* _TEXT PROVIDED_:
The ChEMBL database of compounds has been including bioactivity data for some time, and the next version of it is slated to have even more. There are a lot of numbers out in the open literature that can be collected, and a lot of numbers inside academic labs. But if you want to tap the deepest sources of small-molecule biological activity data, you have to look to the drug industry. We generate vast heaps of such; it's the driveshaft of the whole discovery effort.
But sharing such data is a very sticky issue. No one's going to talk about their active projects, of course, but companies are reluctant to open the books even to long-dead efforts. The upside is seen as small, and the downside (though unlikely) is seen as potentially large. Here's a post from the ChEMBL blog that talks about the problem:
. . .So, what would your answer be if someone asked you if you consider it to be a good idea if they would deposit some of their unpublished bioactivity data in ChEMBL? My guess is that you would be all in favour of this idea. 'Go for it', you might even say. On the other hand, if the same person would ask you what you think of the idea to deposit some of ‘your bioactivity data’ in ChEMBL the situation might be completely different.
First and foremost you might respond that there is no such bioactivity data that you could share. Well let’s see about that later. What other barriers are there? If we cut to the chase then there is one consideration that (at least in my experience) comes up regularly and this is the question: 'What’s in it for me?' Did you ask yourself the same question? If you did and you were thinking about ‘instant gratification’ I haven’t got a lot to offer. Sorry, to disappoint you. However, since when is science about ‘instant gratification’? If we would all start to share the bioactivity data that we can share (and yes, there is data that we can share but don’t) instead of keeping it locked up in our databases or spreadsheets this would make a huge difference to all of us. So far the main and almost exclusive way of sharing bioactivity data is through publications but this is (at least in my view) far too limited. In order to start to change this (at least a little bit) the concept of ChEMBL supplementary bioactivity data has been introduced (as part of the efforts of the Open PHACTS project, http://www.openphacts.org).
There's more on this in an article in Future Medicinal Chemistry. Basically, if an assay has been described in an open scientific publication, the data generated through it qualifies for deposit in ChEMBL. No one's asking for companies to throw open their books, but even when details of a finished (or abandoned) project are published, there are often many more data points generated than ever get included in the manuscript. Why not give them a home?
I get the impression, though, that GSK is the only organization so far that's been willing to give this a try. So I wanted to give it some publicity as well, since there are surely many people who aren't aware of the effort at all, and might be willing to help out. I don't expect that data sharing on this level is going to lead to any immediate breakthroughs, of course, but even though assay numbers like this have a small chance of helping someone, they have a zero chance of helping if they're stuck in the digital equivalent of someone's desk drawer.
What can be shared, should be. And there's surely a lot more that falls into that category than we're used to thinking.

* _EXERCISE SET_:
A) Decide whether each statement below agrees with the post about sharing bioactivity data in ChEMBL, answering yes or no and quoting the words of the post that settle it: (i) GSK seems to be the only organization so far that has been willing to try the idea; (ii) assay data qualifies for deposit only if the assay has never been described in a publication; (iii) the writer expects this level of data sharing to bring immediate breakthroughs.
B) Print the passage of the post about sharing bioactivity data in ChEMBL word for word, starting at "I get the impression, though, that" and ending at "someone's desk drawer.".

* _ENTRIES SUPPLIED_:
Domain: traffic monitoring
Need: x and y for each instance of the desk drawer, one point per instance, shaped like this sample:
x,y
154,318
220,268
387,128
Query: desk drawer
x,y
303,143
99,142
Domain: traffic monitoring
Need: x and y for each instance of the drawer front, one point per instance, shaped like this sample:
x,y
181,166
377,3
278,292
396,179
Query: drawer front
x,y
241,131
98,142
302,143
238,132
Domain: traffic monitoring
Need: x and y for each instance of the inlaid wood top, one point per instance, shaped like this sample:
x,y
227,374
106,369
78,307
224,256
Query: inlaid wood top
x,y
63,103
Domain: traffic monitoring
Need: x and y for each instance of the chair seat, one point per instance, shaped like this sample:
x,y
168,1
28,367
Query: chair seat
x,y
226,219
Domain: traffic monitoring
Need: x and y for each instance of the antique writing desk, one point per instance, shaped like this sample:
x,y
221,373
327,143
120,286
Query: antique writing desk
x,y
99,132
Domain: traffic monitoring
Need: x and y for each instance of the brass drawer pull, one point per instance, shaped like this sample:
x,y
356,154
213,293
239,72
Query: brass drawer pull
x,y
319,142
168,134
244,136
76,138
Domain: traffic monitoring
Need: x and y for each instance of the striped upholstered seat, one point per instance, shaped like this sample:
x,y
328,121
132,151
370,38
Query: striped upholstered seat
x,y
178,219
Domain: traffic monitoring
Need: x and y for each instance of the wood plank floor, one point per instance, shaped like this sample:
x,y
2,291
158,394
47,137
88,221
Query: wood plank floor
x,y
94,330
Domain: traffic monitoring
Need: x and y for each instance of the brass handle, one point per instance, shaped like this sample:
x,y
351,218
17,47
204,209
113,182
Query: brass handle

* _RESULTS FOR EACH TASK_:
A)
(i) Yes: "GSK is the only organization so far that's been willing to give this a try"
(ii) No: "if an assay has been described in an open scientific publication, the data generated through it qualifies for deposit in ChEMBL"
(iii) No: "I don't expect that data sharing on this level is going to lead to any immediate breakthroughs"

B)
I get the impression, though, that GSK is the only organization so far that's been willing to give this a try. So I wanted to give it some publicity as well, since there are surely many people who aren't aware of the effort at all, and might be willing to help out. I don't expect that data sharing on this level is going to lead to any immediate breakthroughs, of course, but even though assay numbers like this have a small chance of helping someone, they have a zero chance of helping if they're stuck in the digital equivalent of someone's desk drawer.